= DATA LINES =
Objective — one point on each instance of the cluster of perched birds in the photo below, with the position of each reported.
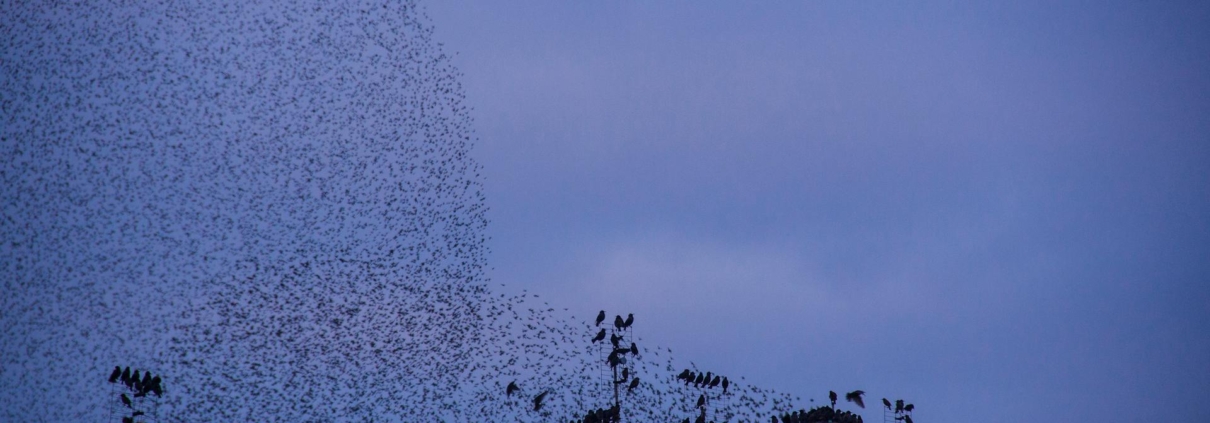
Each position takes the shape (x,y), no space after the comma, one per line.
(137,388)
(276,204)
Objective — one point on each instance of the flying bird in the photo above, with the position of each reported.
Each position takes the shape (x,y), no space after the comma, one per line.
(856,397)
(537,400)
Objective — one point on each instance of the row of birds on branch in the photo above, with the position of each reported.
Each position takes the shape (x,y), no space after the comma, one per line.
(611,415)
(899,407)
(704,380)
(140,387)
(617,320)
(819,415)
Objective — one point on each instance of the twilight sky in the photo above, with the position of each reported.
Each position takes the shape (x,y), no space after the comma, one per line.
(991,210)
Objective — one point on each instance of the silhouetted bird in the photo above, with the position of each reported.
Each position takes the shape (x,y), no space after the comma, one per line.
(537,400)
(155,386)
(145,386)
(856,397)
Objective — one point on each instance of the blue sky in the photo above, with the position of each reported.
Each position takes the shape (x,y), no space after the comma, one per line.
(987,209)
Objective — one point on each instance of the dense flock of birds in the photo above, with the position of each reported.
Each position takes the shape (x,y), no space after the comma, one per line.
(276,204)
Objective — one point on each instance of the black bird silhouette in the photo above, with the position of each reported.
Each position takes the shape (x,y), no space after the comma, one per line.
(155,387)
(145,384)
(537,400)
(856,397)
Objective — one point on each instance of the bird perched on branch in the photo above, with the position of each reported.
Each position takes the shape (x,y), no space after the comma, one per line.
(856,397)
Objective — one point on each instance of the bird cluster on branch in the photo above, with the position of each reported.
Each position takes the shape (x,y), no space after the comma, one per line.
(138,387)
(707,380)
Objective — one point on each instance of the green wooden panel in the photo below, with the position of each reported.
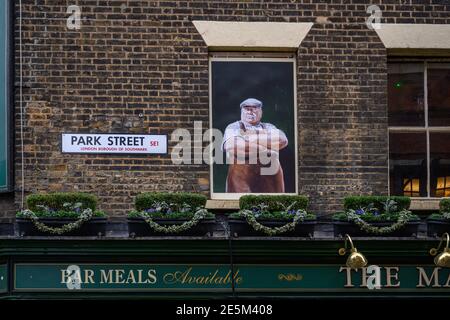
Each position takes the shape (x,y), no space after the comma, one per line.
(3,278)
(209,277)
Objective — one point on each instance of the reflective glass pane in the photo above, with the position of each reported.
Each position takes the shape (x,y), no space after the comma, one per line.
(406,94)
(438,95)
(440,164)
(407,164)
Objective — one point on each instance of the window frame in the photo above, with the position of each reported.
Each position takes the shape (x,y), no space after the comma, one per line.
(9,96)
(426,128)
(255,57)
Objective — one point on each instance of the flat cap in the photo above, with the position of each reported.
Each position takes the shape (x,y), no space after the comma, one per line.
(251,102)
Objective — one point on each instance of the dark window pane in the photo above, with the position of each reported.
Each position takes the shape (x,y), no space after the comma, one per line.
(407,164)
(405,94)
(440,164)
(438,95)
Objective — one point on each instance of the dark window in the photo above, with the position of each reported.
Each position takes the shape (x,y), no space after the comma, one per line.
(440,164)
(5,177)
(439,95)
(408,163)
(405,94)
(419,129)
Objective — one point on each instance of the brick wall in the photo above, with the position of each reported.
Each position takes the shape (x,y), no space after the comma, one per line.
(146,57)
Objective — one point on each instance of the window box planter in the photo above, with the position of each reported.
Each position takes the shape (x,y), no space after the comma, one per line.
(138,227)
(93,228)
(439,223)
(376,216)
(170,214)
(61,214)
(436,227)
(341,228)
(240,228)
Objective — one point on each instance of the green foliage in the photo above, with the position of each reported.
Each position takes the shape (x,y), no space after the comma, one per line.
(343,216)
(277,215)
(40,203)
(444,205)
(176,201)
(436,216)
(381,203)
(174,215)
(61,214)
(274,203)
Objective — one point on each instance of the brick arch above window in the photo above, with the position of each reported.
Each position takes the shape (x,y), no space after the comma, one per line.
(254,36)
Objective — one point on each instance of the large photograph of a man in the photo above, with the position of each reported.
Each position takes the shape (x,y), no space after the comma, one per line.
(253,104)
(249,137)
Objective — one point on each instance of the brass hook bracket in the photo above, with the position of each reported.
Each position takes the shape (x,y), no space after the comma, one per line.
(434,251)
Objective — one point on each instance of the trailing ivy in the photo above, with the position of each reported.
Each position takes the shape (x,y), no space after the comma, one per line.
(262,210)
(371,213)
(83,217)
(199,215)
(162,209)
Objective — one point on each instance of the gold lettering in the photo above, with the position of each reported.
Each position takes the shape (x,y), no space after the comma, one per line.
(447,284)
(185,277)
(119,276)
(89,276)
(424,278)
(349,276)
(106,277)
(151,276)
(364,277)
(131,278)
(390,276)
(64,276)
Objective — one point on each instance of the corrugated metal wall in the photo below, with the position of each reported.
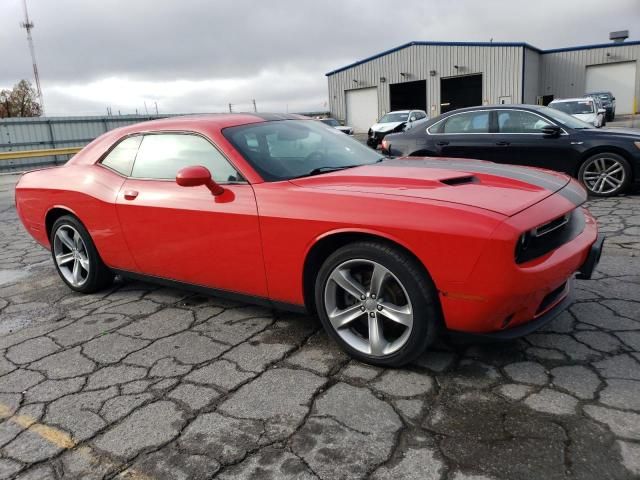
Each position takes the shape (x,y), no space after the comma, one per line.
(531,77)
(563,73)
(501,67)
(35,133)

---

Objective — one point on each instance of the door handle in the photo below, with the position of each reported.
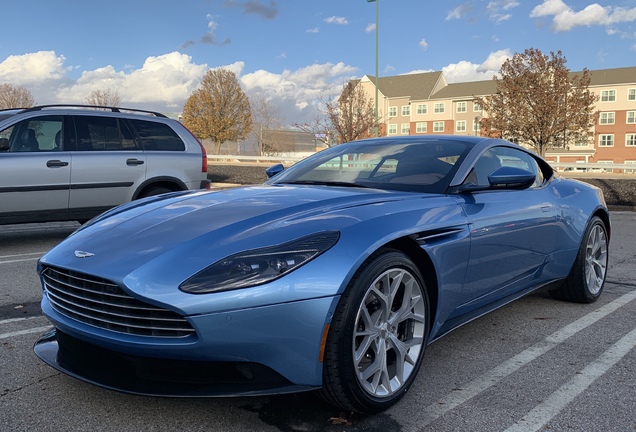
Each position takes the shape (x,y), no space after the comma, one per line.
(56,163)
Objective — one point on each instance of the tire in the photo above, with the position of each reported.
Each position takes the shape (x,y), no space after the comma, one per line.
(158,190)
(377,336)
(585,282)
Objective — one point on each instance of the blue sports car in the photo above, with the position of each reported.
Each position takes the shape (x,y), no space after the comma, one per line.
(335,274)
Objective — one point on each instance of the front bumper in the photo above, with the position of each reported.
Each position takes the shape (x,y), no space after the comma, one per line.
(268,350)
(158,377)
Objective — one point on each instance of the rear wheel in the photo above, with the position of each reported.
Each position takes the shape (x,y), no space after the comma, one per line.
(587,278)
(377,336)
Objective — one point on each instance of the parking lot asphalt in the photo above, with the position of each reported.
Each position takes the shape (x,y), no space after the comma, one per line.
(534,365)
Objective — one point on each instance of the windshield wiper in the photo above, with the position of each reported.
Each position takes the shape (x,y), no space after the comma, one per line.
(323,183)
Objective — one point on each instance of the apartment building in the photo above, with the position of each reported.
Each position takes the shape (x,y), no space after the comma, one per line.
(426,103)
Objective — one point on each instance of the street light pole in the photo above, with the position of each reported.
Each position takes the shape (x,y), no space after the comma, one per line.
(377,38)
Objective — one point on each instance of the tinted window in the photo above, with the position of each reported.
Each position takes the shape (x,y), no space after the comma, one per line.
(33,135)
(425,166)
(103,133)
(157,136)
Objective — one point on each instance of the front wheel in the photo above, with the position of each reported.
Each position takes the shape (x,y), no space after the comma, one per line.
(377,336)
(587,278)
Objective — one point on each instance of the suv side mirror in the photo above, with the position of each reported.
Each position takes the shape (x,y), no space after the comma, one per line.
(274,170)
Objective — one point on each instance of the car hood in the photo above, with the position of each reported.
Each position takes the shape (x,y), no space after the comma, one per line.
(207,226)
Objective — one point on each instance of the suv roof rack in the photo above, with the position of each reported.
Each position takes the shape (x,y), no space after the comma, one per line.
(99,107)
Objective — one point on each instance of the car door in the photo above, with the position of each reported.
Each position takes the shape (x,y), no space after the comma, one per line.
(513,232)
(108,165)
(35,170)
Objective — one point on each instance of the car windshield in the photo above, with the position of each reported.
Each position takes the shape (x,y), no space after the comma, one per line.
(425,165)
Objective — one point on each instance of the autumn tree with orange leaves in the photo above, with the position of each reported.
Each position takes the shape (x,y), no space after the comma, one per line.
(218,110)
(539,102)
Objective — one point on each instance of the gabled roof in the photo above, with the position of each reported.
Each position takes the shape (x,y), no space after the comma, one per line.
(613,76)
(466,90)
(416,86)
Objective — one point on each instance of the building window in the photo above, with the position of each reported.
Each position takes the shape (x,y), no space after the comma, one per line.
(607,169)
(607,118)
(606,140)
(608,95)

= INSTRUCTIONS TO FOLLOW =
How many lines in the material above contain the string "wall"? Letter case matters. Reply with the number alone.

= SOLUTION TO THIS PROBLEM =
2